THE UNDERLYING assumption, here and in a lot of what Rags prints, is that bodies, regardless of sex are meant to be sexy. Bodies are to be decorated and adorned and, yes, even treated as objects, for only by individualizing each physical unit do you begin to get at the human potential it possesses. The argument is a refreshing one, particularly after the semi-Puritanical strain that infects certain women liberationists, though hardly the platitude on which one can slide home.

For while the first issues of Rags, by necessity, grope around a good deal in search of their thing, there is a real identity crisis that sends shivers through the magazine's stapled spine. For you don't aspire to be a successful, national monthly without being driven to drink the same polluted waters on which the competition thrives. February's Special Report on Boutiques and Hip Capitalism posed the question quite succinctly:

Can any revolution be financed by $200 leather jackets? Why not? After all, if you believe in the revolution, it shouldn't matter where the money comes from. On the other hand, the moral fabric of such an operation feels a little like chintz. But that's probably middle-class folk-purist inverse snobbism. Or is it?

Well, while you're hassling it, you might also try to figure what you do with advertising layouts like an 8-page spread by Truth and Soul Fashions that puts models aping 7 world famous revolutions, from "Geronimo and the Indian Revolution" to "Carrie Nation and the Revolution for Prohibition," in poor-boy sweaters, mock ammunition belts and knickers? And how do you claim that a cover story on Fashion Fascism, The Politics of the Midi, is any more anti-Establishment than Time magazine's cover attack on John Fairchild of Women's Wear Daily? What about the failure to produce writing and reportage worthy of the movement? (For Rags often follows the meandering, point-of-viewless perspective of Rolling Stone's sprawling, directionless Altamonte coverage. Much of the rest-sentences like "Shoplifting at Macy's is like cunnilingus-illegal but you probably won't get busted for it"-is even more of a calculating attempt to be Where It's At.) And how do you explain dumb little typos like "With a few exceptions, the counter-culture business heads get thrashed along with Cambridge Bank and Trust"?
- - -
*Tasks and exercises*:
1. Print the stretch of the passage on Rags magazine from "Can any revolution" through "snobbism. Or is it?".
2. According to the passage on Rags magazine, what was the topic of February's Special Report?

Saved entries
- - -
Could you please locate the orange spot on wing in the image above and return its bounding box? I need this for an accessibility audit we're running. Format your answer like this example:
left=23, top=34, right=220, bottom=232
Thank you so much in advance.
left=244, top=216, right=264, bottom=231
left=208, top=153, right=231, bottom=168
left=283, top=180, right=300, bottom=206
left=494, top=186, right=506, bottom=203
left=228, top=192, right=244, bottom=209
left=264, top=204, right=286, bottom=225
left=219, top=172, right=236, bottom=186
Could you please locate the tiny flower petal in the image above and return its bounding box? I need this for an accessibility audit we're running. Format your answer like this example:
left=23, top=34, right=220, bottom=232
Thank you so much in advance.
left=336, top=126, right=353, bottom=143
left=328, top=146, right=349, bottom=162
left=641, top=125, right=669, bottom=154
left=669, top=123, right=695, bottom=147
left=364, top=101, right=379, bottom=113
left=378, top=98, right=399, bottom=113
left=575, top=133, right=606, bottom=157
- - -
*Expected results*:
1.
Can any revolution be financed by $200 leather jackets? Why not? After all, if you believe in the revolution, it shouldn't matter where the money comes from. On the other hand, the moral fabric of such an operation feels a little like chintz. But that's probably middle-class folk-purist inverse snobbism. Or is it?

2. Boutiques and Hip Capitalism.